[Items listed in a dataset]
■ ■ ■ ■

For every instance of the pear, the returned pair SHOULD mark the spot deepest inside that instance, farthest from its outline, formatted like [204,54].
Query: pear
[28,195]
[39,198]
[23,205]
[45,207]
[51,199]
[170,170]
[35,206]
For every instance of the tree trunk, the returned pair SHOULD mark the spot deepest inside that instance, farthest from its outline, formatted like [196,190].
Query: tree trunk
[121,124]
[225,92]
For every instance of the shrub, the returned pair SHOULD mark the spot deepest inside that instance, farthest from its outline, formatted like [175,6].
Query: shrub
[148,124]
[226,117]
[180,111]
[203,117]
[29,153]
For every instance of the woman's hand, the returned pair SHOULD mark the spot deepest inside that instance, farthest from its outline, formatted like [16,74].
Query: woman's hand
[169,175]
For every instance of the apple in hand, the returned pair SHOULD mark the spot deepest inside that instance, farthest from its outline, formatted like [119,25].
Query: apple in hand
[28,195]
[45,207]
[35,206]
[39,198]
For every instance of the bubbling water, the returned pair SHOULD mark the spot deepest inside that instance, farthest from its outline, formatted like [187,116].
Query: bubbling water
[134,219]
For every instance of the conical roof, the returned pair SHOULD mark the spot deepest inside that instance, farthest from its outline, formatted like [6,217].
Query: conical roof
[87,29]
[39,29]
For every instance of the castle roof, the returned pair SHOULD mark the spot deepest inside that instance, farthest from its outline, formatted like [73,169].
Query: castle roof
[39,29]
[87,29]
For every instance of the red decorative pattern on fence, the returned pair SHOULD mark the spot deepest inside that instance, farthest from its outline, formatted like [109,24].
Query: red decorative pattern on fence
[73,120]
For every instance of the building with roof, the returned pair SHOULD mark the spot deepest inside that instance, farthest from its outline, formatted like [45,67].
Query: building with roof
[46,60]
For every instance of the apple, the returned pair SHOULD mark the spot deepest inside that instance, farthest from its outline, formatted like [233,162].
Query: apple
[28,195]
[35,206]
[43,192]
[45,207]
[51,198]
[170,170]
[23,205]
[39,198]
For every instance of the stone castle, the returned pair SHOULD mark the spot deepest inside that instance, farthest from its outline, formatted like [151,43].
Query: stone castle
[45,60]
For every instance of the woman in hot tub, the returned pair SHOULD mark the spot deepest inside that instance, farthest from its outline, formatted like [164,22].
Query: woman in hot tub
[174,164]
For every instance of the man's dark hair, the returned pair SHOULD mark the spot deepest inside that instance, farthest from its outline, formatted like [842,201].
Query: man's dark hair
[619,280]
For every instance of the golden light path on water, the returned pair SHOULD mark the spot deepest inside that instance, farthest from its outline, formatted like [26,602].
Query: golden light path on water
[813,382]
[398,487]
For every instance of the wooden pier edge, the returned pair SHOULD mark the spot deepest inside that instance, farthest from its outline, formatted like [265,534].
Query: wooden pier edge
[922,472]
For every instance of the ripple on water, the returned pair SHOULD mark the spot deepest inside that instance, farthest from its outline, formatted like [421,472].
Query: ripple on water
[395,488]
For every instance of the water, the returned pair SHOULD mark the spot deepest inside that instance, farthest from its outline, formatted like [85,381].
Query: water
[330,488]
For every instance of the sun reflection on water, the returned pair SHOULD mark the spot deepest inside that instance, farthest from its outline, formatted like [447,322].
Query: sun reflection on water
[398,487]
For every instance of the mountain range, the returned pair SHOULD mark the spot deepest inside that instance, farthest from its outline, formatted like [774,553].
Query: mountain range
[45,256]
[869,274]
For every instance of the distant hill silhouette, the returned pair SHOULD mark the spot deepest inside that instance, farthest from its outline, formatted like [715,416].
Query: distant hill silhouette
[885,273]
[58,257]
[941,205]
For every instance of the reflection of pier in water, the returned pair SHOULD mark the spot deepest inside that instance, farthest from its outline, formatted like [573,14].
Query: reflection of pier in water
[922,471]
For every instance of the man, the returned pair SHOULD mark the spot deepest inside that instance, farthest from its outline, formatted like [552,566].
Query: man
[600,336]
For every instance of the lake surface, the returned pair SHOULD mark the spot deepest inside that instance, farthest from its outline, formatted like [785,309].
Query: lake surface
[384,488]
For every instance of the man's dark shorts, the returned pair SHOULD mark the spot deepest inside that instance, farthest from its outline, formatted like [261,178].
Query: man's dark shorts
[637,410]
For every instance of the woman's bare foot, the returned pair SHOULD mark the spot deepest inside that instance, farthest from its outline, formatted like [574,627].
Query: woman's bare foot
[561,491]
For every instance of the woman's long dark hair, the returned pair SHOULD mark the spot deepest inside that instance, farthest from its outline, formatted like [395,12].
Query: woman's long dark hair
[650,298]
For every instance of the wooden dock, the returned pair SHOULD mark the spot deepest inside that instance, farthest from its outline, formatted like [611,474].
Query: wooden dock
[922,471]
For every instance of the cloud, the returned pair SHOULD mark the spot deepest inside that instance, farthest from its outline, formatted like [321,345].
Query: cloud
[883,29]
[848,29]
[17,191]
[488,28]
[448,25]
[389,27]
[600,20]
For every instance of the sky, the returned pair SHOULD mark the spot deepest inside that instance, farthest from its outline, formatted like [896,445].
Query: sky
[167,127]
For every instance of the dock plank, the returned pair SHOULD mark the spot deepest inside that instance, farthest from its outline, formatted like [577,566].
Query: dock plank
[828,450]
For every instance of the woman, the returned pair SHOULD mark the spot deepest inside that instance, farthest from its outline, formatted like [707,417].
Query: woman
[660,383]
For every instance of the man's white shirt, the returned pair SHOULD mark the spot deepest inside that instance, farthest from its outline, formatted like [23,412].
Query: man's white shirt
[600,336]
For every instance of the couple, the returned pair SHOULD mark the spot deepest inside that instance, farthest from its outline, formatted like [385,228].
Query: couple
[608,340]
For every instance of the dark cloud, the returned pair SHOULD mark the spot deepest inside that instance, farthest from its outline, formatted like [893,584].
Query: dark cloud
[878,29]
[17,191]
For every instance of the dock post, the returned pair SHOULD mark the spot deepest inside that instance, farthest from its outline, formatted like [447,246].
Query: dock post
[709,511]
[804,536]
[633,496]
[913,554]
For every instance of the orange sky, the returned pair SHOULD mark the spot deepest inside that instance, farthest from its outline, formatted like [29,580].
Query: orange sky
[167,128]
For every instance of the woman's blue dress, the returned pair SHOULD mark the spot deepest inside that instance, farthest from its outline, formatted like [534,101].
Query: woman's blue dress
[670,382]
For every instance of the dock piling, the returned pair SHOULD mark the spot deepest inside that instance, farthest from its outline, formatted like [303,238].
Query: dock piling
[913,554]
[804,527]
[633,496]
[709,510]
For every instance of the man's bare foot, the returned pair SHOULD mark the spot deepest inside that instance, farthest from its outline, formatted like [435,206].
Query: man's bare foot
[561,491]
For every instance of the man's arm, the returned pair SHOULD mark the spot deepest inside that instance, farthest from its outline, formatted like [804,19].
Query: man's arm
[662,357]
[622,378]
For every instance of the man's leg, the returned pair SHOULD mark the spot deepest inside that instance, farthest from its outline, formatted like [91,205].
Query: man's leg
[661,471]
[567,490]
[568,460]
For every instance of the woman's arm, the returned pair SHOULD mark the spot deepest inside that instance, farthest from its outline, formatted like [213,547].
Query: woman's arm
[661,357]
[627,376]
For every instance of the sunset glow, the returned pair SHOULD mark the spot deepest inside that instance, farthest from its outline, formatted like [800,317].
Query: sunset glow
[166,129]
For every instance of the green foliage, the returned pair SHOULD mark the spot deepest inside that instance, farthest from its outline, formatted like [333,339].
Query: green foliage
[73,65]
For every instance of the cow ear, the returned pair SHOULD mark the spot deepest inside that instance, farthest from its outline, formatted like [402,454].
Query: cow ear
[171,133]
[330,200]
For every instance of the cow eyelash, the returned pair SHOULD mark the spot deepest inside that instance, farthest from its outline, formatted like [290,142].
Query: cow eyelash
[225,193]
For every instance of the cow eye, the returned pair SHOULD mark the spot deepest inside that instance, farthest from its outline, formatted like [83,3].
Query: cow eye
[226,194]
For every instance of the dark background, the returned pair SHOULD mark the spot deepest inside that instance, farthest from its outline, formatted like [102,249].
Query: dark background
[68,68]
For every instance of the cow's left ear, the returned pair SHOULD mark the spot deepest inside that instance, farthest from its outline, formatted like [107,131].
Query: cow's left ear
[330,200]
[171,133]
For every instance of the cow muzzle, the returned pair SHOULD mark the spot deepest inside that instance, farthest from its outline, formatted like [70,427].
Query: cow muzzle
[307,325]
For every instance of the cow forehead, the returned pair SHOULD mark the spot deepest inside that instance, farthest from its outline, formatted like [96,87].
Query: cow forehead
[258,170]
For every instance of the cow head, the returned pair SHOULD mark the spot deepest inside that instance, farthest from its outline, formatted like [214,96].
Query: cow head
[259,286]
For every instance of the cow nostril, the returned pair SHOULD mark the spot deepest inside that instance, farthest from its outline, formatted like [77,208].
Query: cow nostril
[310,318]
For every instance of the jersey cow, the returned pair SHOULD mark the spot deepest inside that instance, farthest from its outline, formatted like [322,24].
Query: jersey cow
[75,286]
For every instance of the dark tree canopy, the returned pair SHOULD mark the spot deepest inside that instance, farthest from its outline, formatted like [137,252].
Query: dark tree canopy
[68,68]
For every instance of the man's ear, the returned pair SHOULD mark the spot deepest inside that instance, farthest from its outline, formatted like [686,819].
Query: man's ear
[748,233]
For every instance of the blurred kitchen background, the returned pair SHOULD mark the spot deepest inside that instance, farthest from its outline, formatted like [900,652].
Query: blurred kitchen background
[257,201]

■ ■ ■ ■

# THE EXERCISE:
Give back exactly the lines that run from the line with "For every instance of the jersey" through the close of the material, counting both ends, and nothing more.

# ANSWER TO THE TASK:
For every instance of the jersey cow, the returned pair SHOULD mark the spot deepest inside that instance, farthest from its outline, formatted like [322,24].
Query: jersey cow
[75,286]
For every instance of the dark tree canopy, the returned pair SHOULD mark the spot deepest inside that instance, farthest from its outline, formatted like [137,252].
Query: dark tree canopy
[68,68]
For every instance of the man's ear, the returned pair SHOULD mark the spot deepest inside that instance, farthest from its outline, formatted like [686,819].
Query: man's ear
[748,233]
For every instance of the blurred kitchen background, the returned pair SHOULD mark the spot deepest inside that instance, farthest from its outline, formatted like [900,652].
Query: blurred kitchen background
[257,201]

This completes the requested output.